[begin Supplied data]
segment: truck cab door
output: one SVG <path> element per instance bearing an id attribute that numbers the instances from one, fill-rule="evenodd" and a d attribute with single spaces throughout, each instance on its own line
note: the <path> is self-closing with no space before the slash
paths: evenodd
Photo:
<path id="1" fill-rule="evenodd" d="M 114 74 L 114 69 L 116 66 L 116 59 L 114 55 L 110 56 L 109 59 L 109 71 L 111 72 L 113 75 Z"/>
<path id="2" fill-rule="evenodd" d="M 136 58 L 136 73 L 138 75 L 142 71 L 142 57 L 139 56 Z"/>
[end Supplied data]
=== Written instruction ===
Print every line of the material above verbatim, changing nothing.

=== Answer to the exercise ===
segment: truck cab door
output: one SVG <path> element per instance bearing an id attribute that numbers the instances from one, fill-rule="evenodd" and a d attribute with single spaces throughout, each instance on its own line
note: the <path> is self-closing with no space before the slash
paths: evenodd
Photo:
<path id="1" fill-rule="evenodd" d="M 114 74 L 114 69 L 116 66 L 116 59 L 114 55 L 110 56 L 109 59 L 109 71 L 111 72 L 113 75 Z"/>
<path id="2" fill-rule="evenodd" d="M 136 58 L 136 73 L 138 75 L 142 71 L 142 57 L 139 56 Z"/>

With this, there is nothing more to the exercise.